## Problem to work on
Line by line, give the data again exactly as it appears.
#### Records to process ####
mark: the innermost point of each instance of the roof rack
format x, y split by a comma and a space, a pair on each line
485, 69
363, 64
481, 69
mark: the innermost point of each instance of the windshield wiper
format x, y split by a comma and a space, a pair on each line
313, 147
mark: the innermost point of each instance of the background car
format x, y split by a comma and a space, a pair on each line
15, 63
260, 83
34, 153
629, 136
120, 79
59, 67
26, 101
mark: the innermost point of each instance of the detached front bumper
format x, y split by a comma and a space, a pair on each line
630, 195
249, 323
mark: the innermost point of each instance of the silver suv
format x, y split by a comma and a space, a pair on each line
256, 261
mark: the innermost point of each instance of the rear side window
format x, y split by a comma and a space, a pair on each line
####
## Final answer
mark: the innermost point of each instance of the roof rack
format x, y split by a comma and a space, a pair on each line
485, 69
363, 64
481, 69
mark: the innermost point of each instance of the windshield wiper
format x, y split by a comma and a space, a pair on each line
313, 147
mark: the innermost point of each instance of the background car
format x, y split by a comma and a space, a pair on each line
15, 63
260, 83
34, 153
629, 136
120, 79
59, 67
26, 101
mark: the innermost point of each instance of the detached front bumper
format x, y split by a comma and a space, a pair on each line
630, 195
249, 323
mark: the innermost point of each instance of the silver suv
format x, y split by a comma and a space, a pair on each line
256, 261
mark: the innermost point of each instance of the rear side window
format x, y split by a comma and a space, a pair on each line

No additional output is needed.